(Okunacak metin)
****
Yargıtay 2. Hukuk Dairesi 2006/18365 Esas 2007/6835 Karar Sayılı İlamı

Abaküs Yazılım
2. Hukuk Dairesi
Esas No: 2006/18365
Karar No: 2007/6835

Yargıtay 2. Hukuk Dairesi 2006/18365 Esas 2007/6835 Karar Sayılı İlamı

Özet:

Davalı kadın ve davacı koca arasında boşanma davası görülmüş ve mahkeme kararıyla boşanma kararı verilmiştir. Ancak, temyiz edilen hüküm incelendiğinde, boşanma sebebinin tamamen davacı kocanın kusuru olduğu ve davalı kadında herhangi bir kusur bulunmadığı belirlenmiştir. Bu nedenle, Türk Medeni Kanunu'nun 166. maddesine göre boşanma isteyebilmek için tamamen kusursuz yada az kusurlu olmaya gerek olmayıp daha fazla kusurlu bulunan tarafın dahi dava hakkı bulunmakla beraber, boşanmaya karar verilebilmesi için davalının az da olsa kusurunun varlığı ve bunun belirlenmesi kaçınılmazdır. Mevcut olayda evlilik birliği eşlerden beklenmeyecek derecede temelinden sarsılmış olsa da, boşanma kararı davacı kocanın tam kusuru sebebiyle verilememiştir.
Kanun Maddeleri: Türk Medeni Kanunu'nun 166. madde.
2. Hukuk Dairesi         2006/18365 E.  ,  2007/6835 K.

    "İçtihat Metni"
****
(Yapılacak görevler)
1. Yargıtay kararına göre boşanma sebebindeki kusurun tamamı hangi tarafa aittir?
2. Yargıtay kararındaki metni "Davalı kadın ve" ifadesinden başlayarak "Kanunu'nun 166. madde." ifadesi de dahil olmak üzere kelimesi kelimesine aktarın.
Yalnızca Yargıtay kararında yer alan bilgileri kullanın.
****
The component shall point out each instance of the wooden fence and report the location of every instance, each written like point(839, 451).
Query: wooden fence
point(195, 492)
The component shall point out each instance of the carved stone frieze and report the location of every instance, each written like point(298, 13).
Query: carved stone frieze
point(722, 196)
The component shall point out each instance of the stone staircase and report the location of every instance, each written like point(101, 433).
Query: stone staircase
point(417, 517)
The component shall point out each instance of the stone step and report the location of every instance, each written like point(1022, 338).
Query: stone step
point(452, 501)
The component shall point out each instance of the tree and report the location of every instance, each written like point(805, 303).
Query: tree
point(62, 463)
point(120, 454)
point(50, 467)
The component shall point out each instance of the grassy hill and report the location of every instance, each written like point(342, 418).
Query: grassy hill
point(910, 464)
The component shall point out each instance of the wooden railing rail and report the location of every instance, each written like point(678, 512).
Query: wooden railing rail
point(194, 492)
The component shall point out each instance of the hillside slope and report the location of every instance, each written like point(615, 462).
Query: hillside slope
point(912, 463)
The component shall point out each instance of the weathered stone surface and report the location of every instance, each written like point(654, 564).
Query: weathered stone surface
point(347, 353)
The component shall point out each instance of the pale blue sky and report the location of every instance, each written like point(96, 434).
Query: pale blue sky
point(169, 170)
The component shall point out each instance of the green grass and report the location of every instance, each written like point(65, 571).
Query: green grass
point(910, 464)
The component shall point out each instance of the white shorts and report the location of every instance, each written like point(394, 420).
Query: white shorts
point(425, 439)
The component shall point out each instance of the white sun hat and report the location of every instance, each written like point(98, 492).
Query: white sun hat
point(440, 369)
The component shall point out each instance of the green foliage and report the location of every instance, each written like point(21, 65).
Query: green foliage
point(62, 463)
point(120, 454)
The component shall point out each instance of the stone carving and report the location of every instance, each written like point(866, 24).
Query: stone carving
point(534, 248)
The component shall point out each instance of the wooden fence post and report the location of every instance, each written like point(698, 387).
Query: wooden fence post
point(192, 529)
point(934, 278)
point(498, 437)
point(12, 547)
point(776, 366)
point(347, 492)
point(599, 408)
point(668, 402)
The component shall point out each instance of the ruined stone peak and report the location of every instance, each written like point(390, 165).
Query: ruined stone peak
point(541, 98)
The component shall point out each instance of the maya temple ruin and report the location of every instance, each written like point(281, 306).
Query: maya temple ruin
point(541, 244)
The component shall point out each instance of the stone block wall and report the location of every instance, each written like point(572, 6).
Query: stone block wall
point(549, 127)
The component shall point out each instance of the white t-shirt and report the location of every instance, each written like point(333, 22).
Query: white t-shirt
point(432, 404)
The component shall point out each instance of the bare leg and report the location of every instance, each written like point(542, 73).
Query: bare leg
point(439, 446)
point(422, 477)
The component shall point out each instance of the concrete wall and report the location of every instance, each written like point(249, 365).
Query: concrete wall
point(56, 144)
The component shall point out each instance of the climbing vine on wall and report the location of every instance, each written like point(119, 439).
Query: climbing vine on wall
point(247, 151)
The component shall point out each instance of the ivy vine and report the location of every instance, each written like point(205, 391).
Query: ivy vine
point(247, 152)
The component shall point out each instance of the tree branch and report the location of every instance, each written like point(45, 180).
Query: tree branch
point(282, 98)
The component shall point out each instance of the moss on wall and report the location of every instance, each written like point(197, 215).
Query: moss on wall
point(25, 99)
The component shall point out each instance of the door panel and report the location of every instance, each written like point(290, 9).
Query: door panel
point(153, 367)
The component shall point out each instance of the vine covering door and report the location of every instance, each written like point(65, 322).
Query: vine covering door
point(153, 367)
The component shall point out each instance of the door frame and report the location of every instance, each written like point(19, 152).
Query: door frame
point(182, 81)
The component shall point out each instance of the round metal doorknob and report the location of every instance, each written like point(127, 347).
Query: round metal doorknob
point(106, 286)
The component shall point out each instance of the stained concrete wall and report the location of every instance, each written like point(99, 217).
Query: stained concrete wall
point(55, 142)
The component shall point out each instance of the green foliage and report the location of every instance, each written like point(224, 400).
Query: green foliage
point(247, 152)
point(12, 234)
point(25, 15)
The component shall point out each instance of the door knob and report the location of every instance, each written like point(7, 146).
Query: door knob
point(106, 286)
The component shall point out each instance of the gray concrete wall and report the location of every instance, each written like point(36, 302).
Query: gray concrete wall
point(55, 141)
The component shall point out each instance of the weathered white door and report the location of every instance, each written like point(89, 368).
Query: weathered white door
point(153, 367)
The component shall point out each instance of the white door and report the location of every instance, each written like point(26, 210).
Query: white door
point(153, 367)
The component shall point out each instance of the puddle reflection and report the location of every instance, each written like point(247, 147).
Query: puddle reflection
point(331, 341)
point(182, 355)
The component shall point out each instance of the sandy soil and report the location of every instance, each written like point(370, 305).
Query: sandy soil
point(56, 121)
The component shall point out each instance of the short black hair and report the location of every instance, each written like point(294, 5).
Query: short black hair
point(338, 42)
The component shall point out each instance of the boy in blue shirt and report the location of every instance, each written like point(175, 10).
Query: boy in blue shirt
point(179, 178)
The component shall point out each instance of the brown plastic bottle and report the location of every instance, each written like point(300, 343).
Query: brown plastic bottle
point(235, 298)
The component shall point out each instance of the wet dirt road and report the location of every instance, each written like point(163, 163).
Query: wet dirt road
****
(Görev sonuçları)
1. Kusurun tamamı davacı kocaya aittir; davalı kadında herhangi bir kusur bulunmamıştır.

2.
Davalı kadın ve davacı koca arasında boşanma davası görülmüş ve mahkeme kararıyla boşanma kararı verilmiştir. Ancak, temyiz edilen hüküm incelendiğinde, boşanma sebebinin tamamen davacı kocanın kusuru olduğu ve davalı kadında herhangi bir kusur bulunmadığı belirlenmiştir. Bu nedenle, Türk Medeni Kanunu'nun 166. maddesine göre boşanma isteyebilmek için tamamen kusursuz yada az kusurlu olmaya gerek olmayıp daha fazla kusurlu bulunan tarafın dahi dava hakkı bulunmakla beraber, boşanmaya karar verilebilmesi için davalının az da olsa kusurunun varlığı ve bunun belirlenmesi kaçınılmazdır. Mevcut olayda evlilik birliği eşlerden beklenmeyecek derecede temelinden sarsılmış olsa da, boşanma kararı davacı kocanın tam kusuru sebebiyle verilememiştir.
Kanun Maddeleri: Türk Medeni Kanunu'nun 166. madde.